■ Exercise objective
Rewrite all of the data below with "Put a dot on" swapped for "Place a marker on" at every occurrence, leaving everything else unchanged.

Collection entries:
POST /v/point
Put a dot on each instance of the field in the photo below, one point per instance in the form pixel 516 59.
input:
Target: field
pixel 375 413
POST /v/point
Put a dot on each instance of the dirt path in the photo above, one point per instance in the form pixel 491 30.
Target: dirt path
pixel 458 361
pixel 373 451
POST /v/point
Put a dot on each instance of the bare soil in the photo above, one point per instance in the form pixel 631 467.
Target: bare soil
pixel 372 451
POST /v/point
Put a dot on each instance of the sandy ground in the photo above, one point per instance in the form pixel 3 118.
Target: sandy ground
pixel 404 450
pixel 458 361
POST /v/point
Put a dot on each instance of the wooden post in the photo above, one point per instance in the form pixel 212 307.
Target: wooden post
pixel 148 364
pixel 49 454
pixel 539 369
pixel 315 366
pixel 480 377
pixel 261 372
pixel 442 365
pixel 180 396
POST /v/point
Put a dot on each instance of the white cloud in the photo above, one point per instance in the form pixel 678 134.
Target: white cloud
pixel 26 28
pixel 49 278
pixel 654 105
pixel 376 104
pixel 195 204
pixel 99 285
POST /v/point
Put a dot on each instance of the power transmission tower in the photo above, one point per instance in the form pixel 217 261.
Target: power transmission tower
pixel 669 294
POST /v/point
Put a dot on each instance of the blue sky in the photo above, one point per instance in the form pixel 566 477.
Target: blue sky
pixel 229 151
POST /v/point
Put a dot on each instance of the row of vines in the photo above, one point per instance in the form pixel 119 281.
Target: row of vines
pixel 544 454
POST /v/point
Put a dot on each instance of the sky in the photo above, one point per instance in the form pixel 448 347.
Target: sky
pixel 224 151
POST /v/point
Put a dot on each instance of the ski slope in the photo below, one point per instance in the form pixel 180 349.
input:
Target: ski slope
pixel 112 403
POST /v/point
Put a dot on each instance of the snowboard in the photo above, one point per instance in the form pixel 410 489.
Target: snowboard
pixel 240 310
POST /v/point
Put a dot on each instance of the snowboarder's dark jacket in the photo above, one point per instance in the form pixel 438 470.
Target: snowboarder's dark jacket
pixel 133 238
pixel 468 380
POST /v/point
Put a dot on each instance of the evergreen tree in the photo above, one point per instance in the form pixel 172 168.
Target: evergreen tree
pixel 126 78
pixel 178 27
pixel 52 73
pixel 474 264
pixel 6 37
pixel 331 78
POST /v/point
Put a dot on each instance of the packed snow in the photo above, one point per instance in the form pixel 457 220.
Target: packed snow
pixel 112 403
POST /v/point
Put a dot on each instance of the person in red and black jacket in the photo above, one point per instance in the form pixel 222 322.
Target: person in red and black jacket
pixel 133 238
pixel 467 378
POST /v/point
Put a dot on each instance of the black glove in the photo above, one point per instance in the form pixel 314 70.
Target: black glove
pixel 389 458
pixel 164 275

■ Task solution
POST /v/point
Place a marker on each instance of the field in the photo below, one point per instance in the form pixel 516 59.
input:
Target: field
pixel 375 413
POST /v/point
Place a marker on each instance of the dirt path in the photo above, one point per instance in the form pixel 491 30.
Target: dirt path
pixel 458 361
pixel 373 451
POST /v/point
Place a marker on each instance of the bare soil in the photo above, one point per instance in the form pixel 631 467.
Target: bare soil
pixel 372 451
POST /v/point
Place a marker on each instance of the sandy ground in the photo above, one point per instance in the form pixel 3 118.
Target: sandy ground
pixel 404 450
pixel 458 361
POST /v/point
Place a marker on each instance of the wooden post in the photo above, one point per instance in the form pixel 212 307.
Target: wooden post
pixel 148 364
pixel 49 454
pixel 539 369
pixel 315 366
pixel 480 377
pixel 261 372
pixel 442 365
pixel 180 396
POST /v/point
Place a marker on each instance of the white cloud in the photo above, one point per instance in the form pixel 678 134.
Target: white cloud
pixel 26 28
pixel 49 278
pixel 654 105
pixel 376 104
pixel 195 204
pixel 99 285
POST /v/point
Place a marker on each instance of the power transmission tower in the photo above, one point per instance in the form pixel 217 261.
Target: power transmission tower
pixel 669 294
POST /v/point
Place a marker on each instance of the blue sky in the photo above, one point per instance in the form pixel 566 477.
Target: blue sky
pixel 229 151
POST /v/point
Place a marker on each instance of the row of vines in the photo above, one point per instance in the form pixel 119 281.
Target: row of vines
pixel 544 454
POST /v/point
Place a marker on each instance of the sky in the photo above, one point per instance in the form pixel 448 347.
Target: sky
pixel 224 151
POST /v/point
Place a marker on each instance of the ski slope in the photo below, one point per instance in the form pixel 180 349.
input:
Target: ski slope
pixel 112 403
POST /v/point
Place a marker on each instance of the snowboard in the photo above, one point per instance in the form pixel 410 489.
Target: snowboard
pixel 240 310
POST /v/point
Place a marker on each instance of the snowboarder's dark jacket in the photo above, one point per instance in the form pixel 438 470.
Target: snowboarder's dark jacket
pixel 133 238
pixel 468 380
POST /v/point
Place a marker on each instance of the evergreen tree in the photo above, one point per instance in the form pixel 172 168.
Target: evergreen tree
pixel 126 78
pixel 178 27
pixel 52 73
pixel 474 264
pixel 6 37
pixel 331 78
POST /v/point
Place a marker on each instance of the packed snow in the photo above, one point per instance in the form pixel 457 220.
Target: packed snow
pixel 112 403
POST /v/point
Place a marker on each instance of the person in red and black jacket in the photo above, one point per instance in the form pixel 222 322.
Target: person in red and black jacket
pixel 133 238
pixel 467 378
POST /v/point
Place a marker on each instance of the black glove in the photo above, one point per instance in the form pixel 314 70.
Target: black glove
pixel 389 458
pixel 164 275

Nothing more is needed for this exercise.